> _TEXTE EXTRAIT_:
________________________________________
Les raisons de ce refus sont multiples. La France peut avoir voulu éviter l'afflux d'une population dont une fraction est armée, de façon à assurer à la base spatiale de Kourou le calme et la sécurité indispensables à son fonctionnement. De plus, en refusant, jusqu'à nos jours, l'octroi du statut
de réfugié, elle espère ralentir l'exode de l'autre côté du Maroni. Enfin, les réactions des élus politiques guyanais pourraient être violentes si la France accordait ce statut à neuf mille immigrants, ressentis comme indésirables par une majorité de Guyanais, et surtout de Saint-laurentais dont la commune [au début du conflit civil] regroupait sept à huit mille habitants et recevra pendant les hostilités environ le même nombre de réfugiés non reconnus comme tels.
Ce refus d'accorder le statut de réfugié conduisit la France à refuser la prise en charge [de ceux-ci] par le Haut-Commissariat aux Réfugiés.
________________________________________
Enregistrements sources
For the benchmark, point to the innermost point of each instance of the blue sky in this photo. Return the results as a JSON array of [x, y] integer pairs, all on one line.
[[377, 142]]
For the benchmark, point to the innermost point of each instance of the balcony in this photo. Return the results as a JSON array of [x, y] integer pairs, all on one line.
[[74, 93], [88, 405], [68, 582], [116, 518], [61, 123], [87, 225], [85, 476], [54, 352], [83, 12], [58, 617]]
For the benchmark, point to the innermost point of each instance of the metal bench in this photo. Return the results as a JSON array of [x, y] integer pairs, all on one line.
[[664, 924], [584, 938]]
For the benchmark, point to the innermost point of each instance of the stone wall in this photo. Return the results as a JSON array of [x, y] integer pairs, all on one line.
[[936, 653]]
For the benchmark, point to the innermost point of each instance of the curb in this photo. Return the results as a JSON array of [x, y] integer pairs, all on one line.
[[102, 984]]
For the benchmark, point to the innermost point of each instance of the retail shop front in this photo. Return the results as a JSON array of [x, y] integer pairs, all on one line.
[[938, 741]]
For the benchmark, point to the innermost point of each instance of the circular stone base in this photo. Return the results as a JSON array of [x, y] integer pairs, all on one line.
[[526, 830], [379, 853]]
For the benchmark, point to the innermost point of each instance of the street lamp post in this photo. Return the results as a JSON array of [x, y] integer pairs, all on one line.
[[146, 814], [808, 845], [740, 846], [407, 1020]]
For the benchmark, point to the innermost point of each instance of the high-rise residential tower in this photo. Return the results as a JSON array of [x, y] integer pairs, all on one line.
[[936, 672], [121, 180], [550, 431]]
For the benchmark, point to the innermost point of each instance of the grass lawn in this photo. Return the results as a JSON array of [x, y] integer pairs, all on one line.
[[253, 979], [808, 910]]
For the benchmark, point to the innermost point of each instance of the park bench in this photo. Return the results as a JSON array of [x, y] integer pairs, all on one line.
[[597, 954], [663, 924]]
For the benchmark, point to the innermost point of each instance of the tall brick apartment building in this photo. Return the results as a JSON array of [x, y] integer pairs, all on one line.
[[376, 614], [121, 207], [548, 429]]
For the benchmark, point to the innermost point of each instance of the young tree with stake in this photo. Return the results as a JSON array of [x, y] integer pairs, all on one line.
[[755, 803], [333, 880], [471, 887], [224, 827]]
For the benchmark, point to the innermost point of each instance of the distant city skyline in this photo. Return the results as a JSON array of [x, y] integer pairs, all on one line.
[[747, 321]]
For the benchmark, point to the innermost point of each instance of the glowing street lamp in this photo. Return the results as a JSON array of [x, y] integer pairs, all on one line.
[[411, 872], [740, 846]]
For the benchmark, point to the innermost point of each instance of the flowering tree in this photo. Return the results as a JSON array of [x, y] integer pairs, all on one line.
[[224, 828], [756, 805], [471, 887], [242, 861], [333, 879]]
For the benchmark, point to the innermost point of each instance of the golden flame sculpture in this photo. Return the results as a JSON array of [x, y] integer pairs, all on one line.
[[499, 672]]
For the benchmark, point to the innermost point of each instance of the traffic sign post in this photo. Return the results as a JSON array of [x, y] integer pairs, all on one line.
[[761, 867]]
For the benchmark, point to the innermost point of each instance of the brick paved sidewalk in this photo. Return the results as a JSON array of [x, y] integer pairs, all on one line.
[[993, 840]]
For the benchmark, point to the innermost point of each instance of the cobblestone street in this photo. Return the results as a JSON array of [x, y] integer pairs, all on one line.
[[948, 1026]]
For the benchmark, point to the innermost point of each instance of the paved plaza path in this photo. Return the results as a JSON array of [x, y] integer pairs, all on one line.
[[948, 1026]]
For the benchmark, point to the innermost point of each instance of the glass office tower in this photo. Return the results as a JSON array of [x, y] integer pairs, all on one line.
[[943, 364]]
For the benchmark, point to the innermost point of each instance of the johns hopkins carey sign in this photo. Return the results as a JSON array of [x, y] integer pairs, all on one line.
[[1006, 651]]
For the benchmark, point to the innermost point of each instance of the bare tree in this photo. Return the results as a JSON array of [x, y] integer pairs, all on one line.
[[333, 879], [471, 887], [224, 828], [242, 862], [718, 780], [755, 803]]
________________________________________
> _QUESTIONS D'ÉTUDE_:
- a) Relevez toutes les raisons que le texte sur le refus du statut de réfugié attribue à la France pour expliquer ce refus.
- b) D'après le texte sur le refus du statut de réfugié, par quel organisme la France a-t-elle refusé la prise en charge des réfugiés ?
- c) Poursuivez le texte sur le refus du statut de réfugié à partir de sa dernière phrase.

> _RÉPONSES PAR TÂCHE_:
- a)
- Éviter l'afflux d'une population dont une fraction est armée, afin d'assurer à la base spatiale de Kourou le calme et la sécurité indispensables à son fonctionnement.
- Ralentir l'exode de l'autre côté du Maroni.
- Éviter les réactions possiblement violentes des élus politiques guyanais si ce statut était accordé à neuf mille immigrants, ressentis comme indésirables par une majorité de Guyanais, et surtout de Saint-Laurentais.

- b) Par le Haut-Commissariat aux Réfugiés.

- c)
Ainsi, assume[-t-elle] la totalité des frais de fonctionnement (hébergement, nourriture, soins médicaux ?), qui se sont élevés pour l'année 1987 à 52 millions de francs et dont 36 ont été dépensés dans le département de la Guyane[2] ». Cette situation sociale, médicale et politique aura duré six ans, plongeant Saint-Laurent-du-Maroni et ses environs dans une situation difficile, notamment pour l'Hôpital (André-Bouron à l’époque), qui mit des années à se re-stabiliser sur le plan financier. Mais il n'y a pas que l'hôpital qui eut du mal à s'en remettre. L'alternative pour ces personnes déplacées, une fois le conflit calmé, était le retour ou l'assimilation.
Le retour
Il fut très difficile, pour deux raisons principalement. Tout d'abord, par peur d'une instabilité pas toujours résorbée. Des troubles éclataient parfois insidieusement, parfois des années après la fin du conflit. Les règlements de compte, mais aussi toutes les convictions relatives aux yorka[3] qui peuvent soit protéger, soit menacer ceux qui auraient la mort d’une personne à se reprocher (ce qui, en temps de guerre, est plutôt courant...) participaient de cette logique.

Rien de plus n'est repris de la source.